DATASET EXCERPTS:
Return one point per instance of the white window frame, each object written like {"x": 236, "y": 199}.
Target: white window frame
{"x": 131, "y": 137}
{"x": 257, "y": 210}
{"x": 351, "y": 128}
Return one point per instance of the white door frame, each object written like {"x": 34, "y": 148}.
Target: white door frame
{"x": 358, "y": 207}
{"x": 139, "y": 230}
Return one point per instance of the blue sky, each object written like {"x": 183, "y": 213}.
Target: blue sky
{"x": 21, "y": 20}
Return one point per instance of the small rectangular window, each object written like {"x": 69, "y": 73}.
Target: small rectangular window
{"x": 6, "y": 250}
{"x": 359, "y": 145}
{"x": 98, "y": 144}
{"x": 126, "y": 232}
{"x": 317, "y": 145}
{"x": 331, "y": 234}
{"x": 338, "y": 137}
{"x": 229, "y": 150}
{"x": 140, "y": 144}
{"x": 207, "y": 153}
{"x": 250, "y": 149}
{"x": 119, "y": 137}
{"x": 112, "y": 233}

TO BE DONE:
Reproduce all of the lines above, character for character and in the same order.

WORKED ANSWER:
Return one point per instance of the white window frame, each object written like {"x": 236, "y": 199}.
Target: white window frame
{"x": 131, "y": 137}
{"x": 257, "y": 210}
{"x": 351, "y": 128}
Return one point per instance of the white door frame, each object written like {"x": 34, "y": 148}.
Target: white door frame
{"x": 358, "y": 207}
{"x": 139, "y": 230}
Return one point per instance of the blue sky, each object written like {"x": 183, "y": 213}.
Target: blue sky
{"x": 21, "y": 20}
Return one point per instance of the small rectangular window, each object written like {"x": 69, "y": 73}.
Target: small rectangular window
{"x": 6, "y": 250}
{"x": 359, "y": 145}
{"x": 98, "y": 144}
{"x": 126, "y": 232}
{"x": 317, "y": 145}
{"x": 331, "y": 234}
{"x": 338, "y": 137}
{"x": 229, "y": 150}
{"x": 140, "y": 144}
{"x": 207, "y": 153}
{"x": 250, "y": 149}
{"x": 119, "y": 137}
{"x": 112, "y": 233}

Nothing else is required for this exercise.